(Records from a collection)

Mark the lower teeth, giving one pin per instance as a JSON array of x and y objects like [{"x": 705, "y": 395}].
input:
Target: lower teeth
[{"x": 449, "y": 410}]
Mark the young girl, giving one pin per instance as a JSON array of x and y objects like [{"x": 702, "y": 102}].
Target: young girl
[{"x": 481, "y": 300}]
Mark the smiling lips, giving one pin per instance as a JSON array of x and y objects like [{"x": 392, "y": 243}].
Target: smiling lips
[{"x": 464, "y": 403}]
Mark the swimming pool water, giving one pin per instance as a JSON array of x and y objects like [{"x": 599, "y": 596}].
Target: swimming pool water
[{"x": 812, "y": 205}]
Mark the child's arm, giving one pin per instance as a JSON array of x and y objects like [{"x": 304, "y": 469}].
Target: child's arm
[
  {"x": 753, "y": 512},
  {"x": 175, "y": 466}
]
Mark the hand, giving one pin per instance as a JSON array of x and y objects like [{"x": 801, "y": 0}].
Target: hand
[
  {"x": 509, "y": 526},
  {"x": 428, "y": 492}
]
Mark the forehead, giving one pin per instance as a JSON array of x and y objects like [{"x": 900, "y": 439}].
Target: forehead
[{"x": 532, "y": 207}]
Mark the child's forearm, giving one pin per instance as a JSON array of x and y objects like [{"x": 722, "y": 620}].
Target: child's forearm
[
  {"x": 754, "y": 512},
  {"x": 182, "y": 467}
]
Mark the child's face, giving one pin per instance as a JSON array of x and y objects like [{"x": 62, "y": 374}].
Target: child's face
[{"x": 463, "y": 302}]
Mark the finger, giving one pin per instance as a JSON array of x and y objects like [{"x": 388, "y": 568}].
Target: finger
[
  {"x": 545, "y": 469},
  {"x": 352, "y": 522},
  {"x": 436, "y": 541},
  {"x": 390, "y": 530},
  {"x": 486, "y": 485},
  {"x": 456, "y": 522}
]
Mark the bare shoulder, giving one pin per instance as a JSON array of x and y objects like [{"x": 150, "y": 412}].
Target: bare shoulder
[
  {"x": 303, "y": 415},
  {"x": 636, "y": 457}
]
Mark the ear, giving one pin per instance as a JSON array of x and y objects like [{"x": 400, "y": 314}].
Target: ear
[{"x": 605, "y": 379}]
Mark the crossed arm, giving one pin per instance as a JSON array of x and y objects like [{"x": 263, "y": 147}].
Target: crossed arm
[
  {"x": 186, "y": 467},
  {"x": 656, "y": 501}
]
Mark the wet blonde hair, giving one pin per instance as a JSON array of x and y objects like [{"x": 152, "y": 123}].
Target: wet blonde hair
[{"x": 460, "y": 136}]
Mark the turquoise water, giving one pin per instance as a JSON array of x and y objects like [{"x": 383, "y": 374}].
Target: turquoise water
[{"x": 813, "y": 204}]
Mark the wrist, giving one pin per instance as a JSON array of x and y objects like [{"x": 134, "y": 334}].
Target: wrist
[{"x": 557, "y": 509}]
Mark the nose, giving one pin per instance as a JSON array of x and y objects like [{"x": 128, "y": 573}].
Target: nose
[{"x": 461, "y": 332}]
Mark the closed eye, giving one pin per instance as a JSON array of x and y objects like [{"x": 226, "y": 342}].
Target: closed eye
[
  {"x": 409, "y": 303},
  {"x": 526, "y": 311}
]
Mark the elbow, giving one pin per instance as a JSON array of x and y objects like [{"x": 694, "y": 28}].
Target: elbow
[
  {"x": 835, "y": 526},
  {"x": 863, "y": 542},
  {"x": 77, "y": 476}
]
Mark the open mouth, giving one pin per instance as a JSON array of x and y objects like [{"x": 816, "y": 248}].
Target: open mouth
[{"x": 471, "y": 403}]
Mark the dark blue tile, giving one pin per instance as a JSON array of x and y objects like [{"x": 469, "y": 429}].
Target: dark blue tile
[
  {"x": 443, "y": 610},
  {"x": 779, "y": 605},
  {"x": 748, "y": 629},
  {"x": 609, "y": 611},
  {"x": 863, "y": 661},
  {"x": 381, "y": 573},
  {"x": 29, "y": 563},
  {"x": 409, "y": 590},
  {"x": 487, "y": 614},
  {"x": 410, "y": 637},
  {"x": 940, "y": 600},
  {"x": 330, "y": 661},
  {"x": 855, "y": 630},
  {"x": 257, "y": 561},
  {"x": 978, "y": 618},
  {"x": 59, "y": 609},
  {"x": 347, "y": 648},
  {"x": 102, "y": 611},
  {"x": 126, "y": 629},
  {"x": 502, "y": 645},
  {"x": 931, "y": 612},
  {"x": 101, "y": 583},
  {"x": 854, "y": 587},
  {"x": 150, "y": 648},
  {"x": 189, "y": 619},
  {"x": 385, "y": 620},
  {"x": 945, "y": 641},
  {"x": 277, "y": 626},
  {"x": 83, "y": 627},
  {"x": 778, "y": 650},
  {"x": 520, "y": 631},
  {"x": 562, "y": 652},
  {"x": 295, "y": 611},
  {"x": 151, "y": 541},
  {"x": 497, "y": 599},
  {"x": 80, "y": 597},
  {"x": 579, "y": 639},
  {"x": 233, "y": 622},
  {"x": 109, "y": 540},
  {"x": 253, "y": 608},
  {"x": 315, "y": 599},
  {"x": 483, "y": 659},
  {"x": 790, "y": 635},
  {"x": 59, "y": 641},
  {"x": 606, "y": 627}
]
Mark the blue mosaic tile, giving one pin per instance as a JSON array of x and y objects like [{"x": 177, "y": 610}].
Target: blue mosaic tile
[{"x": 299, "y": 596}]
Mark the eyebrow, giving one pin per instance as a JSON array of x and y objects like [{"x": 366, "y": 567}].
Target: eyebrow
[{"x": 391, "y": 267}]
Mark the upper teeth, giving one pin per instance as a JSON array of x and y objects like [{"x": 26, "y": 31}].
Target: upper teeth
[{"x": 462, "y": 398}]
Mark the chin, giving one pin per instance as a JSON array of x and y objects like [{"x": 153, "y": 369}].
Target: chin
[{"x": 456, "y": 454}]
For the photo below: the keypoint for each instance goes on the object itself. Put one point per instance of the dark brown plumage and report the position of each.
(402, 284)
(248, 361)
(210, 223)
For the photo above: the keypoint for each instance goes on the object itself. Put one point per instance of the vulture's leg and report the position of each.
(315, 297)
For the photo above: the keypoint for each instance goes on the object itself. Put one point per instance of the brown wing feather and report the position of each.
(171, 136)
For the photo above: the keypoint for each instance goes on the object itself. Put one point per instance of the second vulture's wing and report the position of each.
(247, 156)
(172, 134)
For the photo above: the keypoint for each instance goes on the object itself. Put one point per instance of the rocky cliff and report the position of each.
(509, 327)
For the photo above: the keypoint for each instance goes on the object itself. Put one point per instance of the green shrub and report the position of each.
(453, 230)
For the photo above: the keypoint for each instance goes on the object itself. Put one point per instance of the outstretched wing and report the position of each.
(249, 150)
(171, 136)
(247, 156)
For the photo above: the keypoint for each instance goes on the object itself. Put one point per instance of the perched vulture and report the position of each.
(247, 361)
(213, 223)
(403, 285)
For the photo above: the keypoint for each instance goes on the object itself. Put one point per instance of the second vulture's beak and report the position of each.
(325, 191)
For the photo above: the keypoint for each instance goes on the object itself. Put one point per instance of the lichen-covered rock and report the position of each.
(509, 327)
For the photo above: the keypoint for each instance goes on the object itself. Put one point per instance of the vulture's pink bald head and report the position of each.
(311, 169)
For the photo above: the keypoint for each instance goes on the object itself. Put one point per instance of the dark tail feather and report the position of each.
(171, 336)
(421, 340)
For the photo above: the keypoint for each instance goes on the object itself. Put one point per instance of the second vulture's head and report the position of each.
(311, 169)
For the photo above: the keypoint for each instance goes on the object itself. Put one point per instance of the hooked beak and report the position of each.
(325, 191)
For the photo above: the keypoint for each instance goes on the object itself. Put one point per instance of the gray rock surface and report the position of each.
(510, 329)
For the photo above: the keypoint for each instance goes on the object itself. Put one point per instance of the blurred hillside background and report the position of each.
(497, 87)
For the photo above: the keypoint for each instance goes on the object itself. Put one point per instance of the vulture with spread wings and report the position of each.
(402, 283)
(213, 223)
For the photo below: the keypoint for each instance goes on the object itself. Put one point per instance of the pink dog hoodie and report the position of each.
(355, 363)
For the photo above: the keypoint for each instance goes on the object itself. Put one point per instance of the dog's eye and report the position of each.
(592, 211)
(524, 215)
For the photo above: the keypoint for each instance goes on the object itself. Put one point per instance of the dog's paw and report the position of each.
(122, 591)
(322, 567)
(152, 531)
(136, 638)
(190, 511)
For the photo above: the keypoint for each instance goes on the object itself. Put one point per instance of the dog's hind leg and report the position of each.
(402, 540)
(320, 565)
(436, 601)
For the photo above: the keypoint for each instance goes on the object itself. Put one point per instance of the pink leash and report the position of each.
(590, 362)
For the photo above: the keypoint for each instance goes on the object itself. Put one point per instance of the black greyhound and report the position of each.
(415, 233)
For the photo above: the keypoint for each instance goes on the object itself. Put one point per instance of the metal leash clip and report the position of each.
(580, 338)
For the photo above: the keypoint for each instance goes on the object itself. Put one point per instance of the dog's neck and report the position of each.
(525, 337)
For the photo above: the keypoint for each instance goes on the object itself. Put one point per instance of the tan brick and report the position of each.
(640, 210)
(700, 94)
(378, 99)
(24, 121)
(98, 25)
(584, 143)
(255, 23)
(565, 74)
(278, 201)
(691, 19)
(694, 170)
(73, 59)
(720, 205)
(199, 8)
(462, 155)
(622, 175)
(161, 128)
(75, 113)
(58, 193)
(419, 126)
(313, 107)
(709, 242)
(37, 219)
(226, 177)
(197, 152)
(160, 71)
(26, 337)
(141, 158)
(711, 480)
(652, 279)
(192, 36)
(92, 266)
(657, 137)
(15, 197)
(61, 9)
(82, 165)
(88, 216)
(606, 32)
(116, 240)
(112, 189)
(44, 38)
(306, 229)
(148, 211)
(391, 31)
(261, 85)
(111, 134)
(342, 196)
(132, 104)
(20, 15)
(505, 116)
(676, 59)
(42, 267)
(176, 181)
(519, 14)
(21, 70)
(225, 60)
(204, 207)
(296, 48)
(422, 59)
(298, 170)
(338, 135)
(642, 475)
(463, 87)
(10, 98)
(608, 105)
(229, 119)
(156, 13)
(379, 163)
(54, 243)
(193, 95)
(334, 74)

» **WHAT TO DO**
Return exactly the lines from the one containing "hind leg and report the position of each." to the last line of the data, and nothing more.

» **ANSWER TO THE EXERCISE**
For the photo above: the keypoint for each instance goes on the object itself. Put one point per instance of the dog's hind leg and report the position of each.
(402, 540)
(320, 565)
(436, 601)
For the photo above: the keypoint for each instance goes on the object itself. Put one point per instance of the pink leash and report the position of each.
(590, 362)
For the photo above: the keypoint for each instance goes on the object itself. Put one point per instance of the black greyhound and report the position of each.
(415, 233)
For the photo above: the keypoint for each instance goes on the object itself. Put one point per instance of the metal leash clip and report the position of each.
(580, 338)
For the photo above: the keypoint for each instance goes on the object itself. Put one point per instance of the dog's neck and report the position of each.
(525, 337)
For the photo above: the keypoint for each instance goes on the object itself. Put one point per instance of the tan brick and report the position of each.
(640, 210)
(700, 94)
(378, 99)
(24, 121)
(98, 25)
(584, 143)
(255, 23)
(565, 74)
(278, 201)
(691, 19)
(694, 170)
(73, 59)
(720, 205)
(199, 8)
(462, 155)
(622, 175)
(161, 128)
(75, 113)
(58, 193)
(419, 126)
(313, 107)
(709, 242)
(37, 219)
(226, 177)
(197, 152)
(160, 71)
(26, 337)
(141, 158)
(711, 480)
(652, 279)
(192, 36)
(92, 266)
(657, 137)
(15, 197)
(61, 9)
(82, 165)
(88, 216)
(606, 32)
(116, 240)
(112, 189)
(44, 38)
(306, 229)
(148, 211)
(391, 31)
(261, 85)
(111, 134)
(342, 196)
(132, 104)
(20, 15)
(505, 116)
(676, 59)
(42, 267)
(176, 181)
(519, 14)
(21, 70)
(225, 60)
(204, 207)
(296, 48)
(422, 59)
(298, 170)
(338, 135)
(642, 475)
(463, 87)
(10, 98)
(608, 105)
(229, 119)
(156, 13)
(379, 163)
(54, 243)
(193, 95)
(334, 74)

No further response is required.